■ The task: The range starts at the line containing "positive clicks: (469, 331)" and ends at the last line of the records below. Reproduce those lines exactly.
++++++
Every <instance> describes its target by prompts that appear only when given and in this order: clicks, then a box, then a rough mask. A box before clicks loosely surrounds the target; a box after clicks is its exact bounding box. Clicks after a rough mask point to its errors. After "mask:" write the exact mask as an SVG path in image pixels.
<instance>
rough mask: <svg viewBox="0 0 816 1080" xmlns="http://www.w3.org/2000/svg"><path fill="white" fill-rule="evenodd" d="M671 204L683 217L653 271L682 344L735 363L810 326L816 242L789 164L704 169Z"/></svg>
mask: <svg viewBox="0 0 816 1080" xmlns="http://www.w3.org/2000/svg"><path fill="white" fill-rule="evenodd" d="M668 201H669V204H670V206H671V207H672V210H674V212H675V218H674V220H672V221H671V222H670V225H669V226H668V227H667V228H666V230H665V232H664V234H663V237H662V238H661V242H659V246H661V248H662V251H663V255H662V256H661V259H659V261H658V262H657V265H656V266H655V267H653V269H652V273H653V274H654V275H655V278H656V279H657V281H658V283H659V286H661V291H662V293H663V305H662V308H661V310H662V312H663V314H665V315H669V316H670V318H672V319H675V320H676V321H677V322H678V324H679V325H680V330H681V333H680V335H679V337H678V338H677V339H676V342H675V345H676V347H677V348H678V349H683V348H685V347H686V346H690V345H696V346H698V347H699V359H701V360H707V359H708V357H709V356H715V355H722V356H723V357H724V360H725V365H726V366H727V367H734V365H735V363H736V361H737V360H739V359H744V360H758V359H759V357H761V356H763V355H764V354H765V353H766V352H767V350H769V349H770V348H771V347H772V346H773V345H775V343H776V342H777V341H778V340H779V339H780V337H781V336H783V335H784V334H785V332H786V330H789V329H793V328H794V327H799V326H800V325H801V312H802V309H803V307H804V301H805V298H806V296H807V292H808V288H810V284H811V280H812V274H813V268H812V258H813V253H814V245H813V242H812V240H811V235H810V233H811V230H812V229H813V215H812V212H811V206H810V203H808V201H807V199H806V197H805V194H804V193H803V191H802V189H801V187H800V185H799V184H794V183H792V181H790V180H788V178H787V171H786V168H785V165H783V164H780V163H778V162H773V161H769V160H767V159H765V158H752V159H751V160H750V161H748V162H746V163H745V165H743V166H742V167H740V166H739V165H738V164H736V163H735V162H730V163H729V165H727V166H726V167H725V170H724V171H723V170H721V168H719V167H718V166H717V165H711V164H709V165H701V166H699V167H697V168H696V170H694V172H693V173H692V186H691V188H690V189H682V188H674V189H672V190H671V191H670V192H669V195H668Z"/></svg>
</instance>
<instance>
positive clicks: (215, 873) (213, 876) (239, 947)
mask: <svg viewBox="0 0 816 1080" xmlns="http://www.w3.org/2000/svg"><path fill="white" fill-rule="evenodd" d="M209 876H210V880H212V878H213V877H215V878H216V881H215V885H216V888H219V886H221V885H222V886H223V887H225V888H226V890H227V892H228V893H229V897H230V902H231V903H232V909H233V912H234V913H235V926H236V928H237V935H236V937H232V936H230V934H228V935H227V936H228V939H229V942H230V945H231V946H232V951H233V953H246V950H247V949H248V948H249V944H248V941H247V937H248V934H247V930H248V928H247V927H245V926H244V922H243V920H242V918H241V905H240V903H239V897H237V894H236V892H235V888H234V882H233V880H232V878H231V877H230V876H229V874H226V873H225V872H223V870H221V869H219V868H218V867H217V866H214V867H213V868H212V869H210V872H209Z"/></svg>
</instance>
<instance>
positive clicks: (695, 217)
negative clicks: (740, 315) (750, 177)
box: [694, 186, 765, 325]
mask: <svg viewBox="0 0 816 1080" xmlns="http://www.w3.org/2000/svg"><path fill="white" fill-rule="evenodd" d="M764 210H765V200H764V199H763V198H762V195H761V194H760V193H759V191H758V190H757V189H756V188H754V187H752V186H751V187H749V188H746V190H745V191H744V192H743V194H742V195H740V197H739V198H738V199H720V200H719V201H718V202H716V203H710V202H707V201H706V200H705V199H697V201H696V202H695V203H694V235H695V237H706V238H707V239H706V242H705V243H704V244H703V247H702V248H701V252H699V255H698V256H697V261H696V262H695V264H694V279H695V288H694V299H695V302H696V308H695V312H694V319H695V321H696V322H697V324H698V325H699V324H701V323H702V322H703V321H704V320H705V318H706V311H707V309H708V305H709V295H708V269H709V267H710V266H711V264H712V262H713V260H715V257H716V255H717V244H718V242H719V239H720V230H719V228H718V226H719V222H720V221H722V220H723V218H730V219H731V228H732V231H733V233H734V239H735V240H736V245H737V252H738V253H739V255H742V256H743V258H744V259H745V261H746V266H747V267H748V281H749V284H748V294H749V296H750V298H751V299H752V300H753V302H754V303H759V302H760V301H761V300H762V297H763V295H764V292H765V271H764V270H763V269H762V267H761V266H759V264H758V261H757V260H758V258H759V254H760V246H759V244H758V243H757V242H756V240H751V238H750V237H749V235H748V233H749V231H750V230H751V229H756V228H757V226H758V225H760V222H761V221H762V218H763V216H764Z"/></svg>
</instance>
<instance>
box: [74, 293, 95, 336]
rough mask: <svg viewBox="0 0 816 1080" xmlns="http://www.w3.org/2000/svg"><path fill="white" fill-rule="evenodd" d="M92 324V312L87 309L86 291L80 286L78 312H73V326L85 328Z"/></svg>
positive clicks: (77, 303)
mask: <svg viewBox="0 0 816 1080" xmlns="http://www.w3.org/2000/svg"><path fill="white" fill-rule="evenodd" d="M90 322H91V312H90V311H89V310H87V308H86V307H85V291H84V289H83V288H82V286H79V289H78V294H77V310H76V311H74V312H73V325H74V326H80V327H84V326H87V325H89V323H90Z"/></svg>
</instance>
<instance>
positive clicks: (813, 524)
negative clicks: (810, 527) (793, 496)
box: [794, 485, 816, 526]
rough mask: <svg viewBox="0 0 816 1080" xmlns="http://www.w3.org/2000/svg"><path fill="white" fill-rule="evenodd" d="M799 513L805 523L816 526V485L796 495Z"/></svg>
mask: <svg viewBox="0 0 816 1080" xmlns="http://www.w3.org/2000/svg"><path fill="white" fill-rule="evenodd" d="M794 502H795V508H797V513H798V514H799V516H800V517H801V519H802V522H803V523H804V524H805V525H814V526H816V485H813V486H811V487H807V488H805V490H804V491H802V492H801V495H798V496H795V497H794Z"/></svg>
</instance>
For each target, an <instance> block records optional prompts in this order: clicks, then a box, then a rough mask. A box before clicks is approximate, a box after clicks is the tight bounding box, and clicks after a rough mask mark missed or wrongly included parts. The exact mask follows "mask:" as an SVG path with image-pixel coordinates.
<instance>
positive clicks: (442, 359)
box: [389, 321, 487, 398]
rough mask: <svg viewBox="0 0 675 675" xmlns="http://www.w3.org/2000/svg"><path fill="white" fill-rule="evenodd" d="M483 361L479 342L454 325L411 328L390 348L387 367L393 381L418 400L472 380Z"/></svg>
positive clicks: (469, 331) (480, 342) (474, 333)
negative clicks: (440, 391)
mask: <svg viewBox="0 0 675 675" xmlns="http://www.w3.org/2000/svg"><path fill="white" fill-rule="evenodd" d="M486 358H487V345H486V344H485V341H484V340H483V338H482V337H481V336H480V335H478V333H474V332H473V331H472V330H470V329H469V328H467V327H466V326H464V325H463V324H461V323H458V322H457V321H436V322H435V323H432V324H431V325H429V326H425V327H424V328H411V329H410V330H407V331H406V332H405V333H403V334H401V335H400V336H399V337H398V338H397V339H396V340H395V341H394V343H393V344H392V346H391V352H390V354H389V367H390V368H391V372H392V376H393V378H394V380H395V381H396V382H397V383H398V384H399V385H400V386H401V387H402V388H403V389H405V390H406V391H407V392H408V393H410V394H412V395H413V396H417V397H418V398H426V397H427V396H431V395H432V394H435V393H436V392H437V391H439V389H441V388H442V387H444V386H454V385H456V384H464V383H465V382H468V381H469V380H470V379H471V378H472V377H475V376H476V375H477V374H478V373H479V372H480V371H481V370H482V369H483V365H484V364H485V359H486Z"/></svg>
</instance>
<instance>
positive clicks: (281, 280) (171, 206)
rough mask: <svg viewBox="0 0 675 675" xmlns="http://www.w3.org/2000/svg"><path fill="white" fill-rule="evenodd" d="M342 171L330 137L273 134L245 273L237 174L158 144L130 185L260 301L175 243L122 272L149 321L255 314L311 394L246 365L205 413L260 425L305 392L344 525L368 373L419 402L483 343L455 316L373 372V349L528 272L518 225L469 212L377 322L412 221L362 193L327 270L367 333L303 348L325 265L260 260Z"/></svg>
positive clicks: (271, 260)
++++++
■ Answer space:
positive clicks: (469, 331) (480, 342) (474, 333)
negative clicks: (440, 391)
mask: <svg viewBox="0 0 675 675" xmlns="http://www.w3.org/2000/svg"><path fill="white" fill-rule="evenodd" d="M486 358H487V345H486V344H485V341H484V340H483V338H482V337H481V336H480V335H478V333H474V332H473V331H472V330H470V329H469V328H467V327H466V326H464V325H463V324H461V323H458V322H457V321H436V322H435V323H432V324H431V325H429V326H425V327H424V328H411V329H410V330H407V331H406V332H405V333H403V334H401V335H400V336H399V337H398V338H397V339H396V340H395V341H394V343H393V344H392V346H391V352H390V354H389V367H390V368H391V372H392V376H393V378H394V380H395V381H396V382H397V383H398V384H399V385H400V386H401V387H402V388H403V389H405V390H406V391H407V392H408V393H410V394H412V395H413V396H417V397H418V398H426V397H427V396H431V395H432V394H435V393H436V392H437V391H439V389H441V388H442V387H444V386H454V385H456V384H464V383H465V382H468V381H469V380H470V379H471V378H472V377H475V376H476V375H477V374H478V373H479V372H480V371H481V370H482V369H483V365H484V364H485V359H486Z"/></svg>
</instance>
<instance>
positive clicks: (281, 280) (171, 206)
rough mask: <svg viewBox="0 0 675 675" xmlns="http://www.w3.org/2000/svg"><path fill="white" fill-rule="evenodd" d="M342 171L330 137L273 134L245 273L237 174L158 144L130 185L260 301L175 243L122 272L149 321L255 314L311 394L246 365L205 413L260 425L305 392L344 525L368 373L419 402L483 343L455 316L373 372V349L528 272L518 225L469 212L377 322L412 221L362 193L327 270L367 333L303 348L325 265L260 260Z"/></svg>
positive clicks: (271, 260)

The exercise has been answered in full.